▶ [Instructions to follow]:
Copy the records below word for word, every line of each one.

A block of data
* START *

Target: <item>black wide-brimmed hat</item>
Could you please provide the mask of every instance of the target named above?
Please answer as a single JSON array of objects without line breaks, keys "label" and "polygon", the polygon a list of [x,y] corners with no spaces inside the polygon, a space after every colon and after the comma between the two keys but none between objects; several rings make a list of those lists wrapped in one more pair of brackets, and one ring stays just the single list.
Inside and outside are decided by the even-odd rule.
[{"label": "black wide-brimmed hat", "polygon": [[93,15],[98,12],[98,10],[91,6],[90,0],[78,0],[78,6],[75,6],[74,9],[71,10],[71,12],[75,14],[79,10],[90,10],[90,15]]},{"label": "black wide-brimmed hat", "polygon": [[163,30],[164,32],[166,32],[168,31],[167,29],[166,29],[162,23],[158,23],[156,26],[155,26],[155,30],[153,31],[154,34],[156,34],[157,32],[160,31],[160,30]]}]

* END *

▶ [Full response]:
Target: <item>black wide-brimmed hat</item>
Could you please provide the mask of every instance of the target named above?
Please answer as a single JSON array of objects without line breaks, keys "label" and "polygon", the polygon a list of [x,y] corners with no spaces inside the polygon, a space after every colon and after the comma between the two keys but none between objects; several rings make a list of those lists wrapped in one more pair of brackets, and one ring stays just the single list.
Inside and outside are decided by the even-odd rule.
[{"label": "black wide-brimmed hat", "polygon": [[93,15],[98,12],[98,10],[91,6],[90,0],[78,0],[78,6],[75,6],[74,9],[71,10],[71,12],[75,14],[79,10],[90,10],[90,15]]},{"label": "black wide-brimmed hat", "polygon": [[163,30],[164,32],[166,32],[168,31],[167,29],[166,29],[162,23],[158,23],[156,26],[155,26],[155,30],[153,31],[154,34],[156,34],[157,32],[160,31],[160,30]]}]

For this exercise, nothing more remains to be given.